Data extracted from a collection:

▼▼▼

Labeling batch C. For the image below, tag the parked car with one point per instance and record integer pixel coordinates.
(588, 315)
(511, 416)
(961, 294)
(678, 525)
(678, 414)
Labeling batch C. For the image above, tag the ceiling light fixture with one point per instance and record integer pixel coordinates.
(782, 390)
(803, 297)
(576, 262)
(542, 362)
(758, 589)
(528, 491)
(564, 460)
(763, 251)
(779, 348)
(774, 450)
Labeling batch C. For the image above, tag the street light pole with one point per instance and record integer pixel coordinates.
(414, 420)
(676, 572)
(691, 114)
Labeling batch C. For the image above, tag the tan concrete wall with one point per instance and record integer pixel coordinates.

▲▲▲

_GIVEN INSTRUCTION:_ Give back exactly the lines from the line containing "Labeling batch C. For the image above, tag the ceiling" to the end of the entries, and no other lines.

_REPLY:_
Labeling batch C. For the image above, tag the ceiling light fixture with one point per instance and record integer pixel coordinates.
(782, 390)
(803, 297)
(576, 262)
(542, 362)
(758, 589)
(528, 491)
(564, 460)
(763, 251)
(779, 348)
(774, 450)
Labeling batch C. For the image above, tag the street light pole with one point per instance and record integer pixel coordinates.
(414, 420)
(676, 572)
(691, 114)
Labeling batch C. For the image above, tag the tan concrete wall with one point per instance and record integer pixel coordinates.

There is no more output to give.